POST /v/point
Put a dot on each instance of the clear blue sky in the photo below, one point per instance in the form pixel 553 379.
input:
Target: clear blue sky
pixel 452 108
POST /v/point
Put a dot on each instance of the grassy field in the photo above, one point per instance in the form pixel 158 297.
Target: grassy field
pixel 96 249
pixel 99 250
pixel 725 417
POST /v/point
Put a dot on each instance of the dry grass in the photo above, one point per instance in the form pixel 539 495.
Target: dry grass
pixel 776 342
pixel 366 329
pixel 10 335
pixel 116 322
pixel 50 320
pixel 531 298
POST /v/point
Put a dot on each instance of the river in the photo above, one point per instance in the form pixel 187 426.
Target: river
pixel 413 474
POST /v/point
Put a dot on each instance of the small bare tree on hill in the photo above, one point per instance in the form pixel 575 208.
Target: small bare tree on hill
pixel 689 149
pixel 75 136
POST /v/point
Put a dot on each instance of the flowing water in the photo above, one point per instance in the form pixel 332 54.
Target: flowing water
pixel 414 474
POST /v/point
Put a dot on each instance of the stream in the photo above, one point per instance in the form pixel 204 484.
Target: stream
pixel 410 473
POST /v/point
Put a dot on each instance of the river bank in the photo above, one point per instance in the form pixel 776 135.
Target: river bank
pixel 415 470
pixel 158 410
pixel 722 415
====
Check each line of the listing for "above", and copy the ones that hold it.

Put a dot on each instance of the grassy field in the photo above, one point per instance in the form pixel 158 297.
Put a dot on each instance of the dry grass in the photo above, one point per instance in the form pixel 539 495.
Put a dot on each instance of the river in the photo above, one point per instance in the form pixel 187 426.
Put a dot on each instance of the small bare tree on hill in the photo above, one point per instance in the form pixel 575 208.
Put a dot on each instance of the flowing water in the photo above, one point per instance in the form pixel 332 54.
Put a dot on each instance of the stream in the photo above, one point per instance in the form pixel 204 484.
Put a dot on each instance of the river bank in the photo above, one point per instance in the form pixel 776 135.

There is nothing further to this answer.